[begin Data provided]

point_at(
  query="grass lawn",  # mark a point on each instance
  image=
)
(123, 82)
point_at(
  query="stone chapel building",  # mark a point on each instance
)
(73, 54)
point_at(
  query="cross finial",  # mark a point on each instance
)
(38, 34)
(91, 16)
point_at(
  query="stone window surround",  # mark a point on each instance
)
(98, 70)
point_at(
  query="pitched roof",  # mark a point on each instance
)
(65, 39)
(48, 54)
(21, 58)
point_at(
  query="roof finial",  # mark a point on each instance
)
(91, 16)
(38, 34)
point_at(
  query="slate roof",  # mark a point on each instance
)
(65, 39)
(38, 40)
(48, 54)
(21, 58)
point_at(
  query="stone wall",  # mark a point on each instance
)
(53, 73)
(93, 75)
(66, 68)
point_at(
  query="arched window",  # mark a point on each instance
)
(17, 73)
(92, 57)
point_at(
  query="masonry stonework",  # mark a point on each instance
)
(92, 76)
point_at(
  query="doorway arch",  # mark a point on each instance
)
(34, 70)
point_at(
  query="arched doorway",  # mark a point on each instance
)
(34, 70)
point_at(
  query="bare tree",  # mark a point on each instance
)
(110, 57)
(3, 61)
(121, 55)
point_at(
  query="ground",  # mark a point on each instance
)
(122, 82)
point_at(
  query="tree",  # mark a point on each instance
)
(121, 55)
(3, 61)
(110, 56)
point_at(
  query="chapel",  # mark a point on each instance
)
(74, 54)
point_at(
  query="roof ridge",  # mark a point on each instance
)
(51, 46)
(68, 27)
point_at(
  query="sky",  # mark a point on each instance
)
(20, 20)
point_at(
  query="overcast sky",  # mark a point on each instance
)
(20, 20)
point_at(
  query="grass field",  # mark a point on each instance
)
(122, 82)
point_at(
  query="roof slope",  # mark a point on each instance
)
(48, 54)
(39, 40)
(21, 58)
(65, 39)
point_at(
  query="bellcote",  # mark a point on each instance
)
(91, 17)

[end Data provided]

What is required: Return every one of the records above, reproducing each line verbatim.

The result:
point_at(
  query="grass lawn",  # mark a point on each instance
  image=
)
(123, 82)
point_at(
  query="stone chapel building",  # mark a point on each instance
)
(73, 54)
point_at(
  query="cross finial",  # mark a point on each instance
)
(38, 34)
(91, 16)
point_at(
  query="stone window surround",  # mark a point on each instance
)
(98, 70)
point_at(
  query="pitched roof",  # mark a point on each instance
)
(65, 39)
(48, 54)
(21, 58)
point_at(
  query="roof finial",  # mark a point on each instance
)
(91, 16)
(38, 34)
point_at(
  query="slate roof",  # mark a point on each instance
)
(65, 39)
(38, 40)
(48, 54)
(21, 58)
point_at(
  query="stone wall",  # mark a point on each instance
)
(53, 73)
(93, 75)
(66, 68)
point_at(
  query="arched window",  # mark a point on each instance
)
(17, 73)
(92, 57)
point_at(
  query="masonry stonework",  # mark a point on each instance
)
(92, 76)
point_at(
  query="doorway arch",  # mark a point on each instance
)
(34, 70)
point_at(
  query="arched doorway",  # mark a point on each instance
)
(34, 70)
point_at(
  query="bare tree",  # mark a point on each instance
)
(110, 57)
(3, 61)
(121, 55)
point_at(
  query="ground",  # mark a point on each instance
)
(122, 82)
point_at(
  query="tree",  # mark a point on each instance
)
(121, 55)
(3, 61)
(110, 56)
point_at(
  query="chapel",  # mark a point on each instance
)
(74, 54)
point_at(
  query="roof ridge",  # mark a point on each instance
)
(51, 46)
(68, 27)
point_at(
  query="sky",  # mark a point on each instance
)
(20, 20)
point_at(
  query="overcast sky",  # mark a point on each instance
)
(20, 20)
point_at(
  query="grass field",  # mark a point on each instance
)
(122, 82)
point_at(
  query="roof slope",  # mark a point on each instance
)
(48, 54)
(39, 40)
(21, 58)
(65, 39)
point_at(
  query="bellcote",  # mark a point on each instance
)
(91, 17)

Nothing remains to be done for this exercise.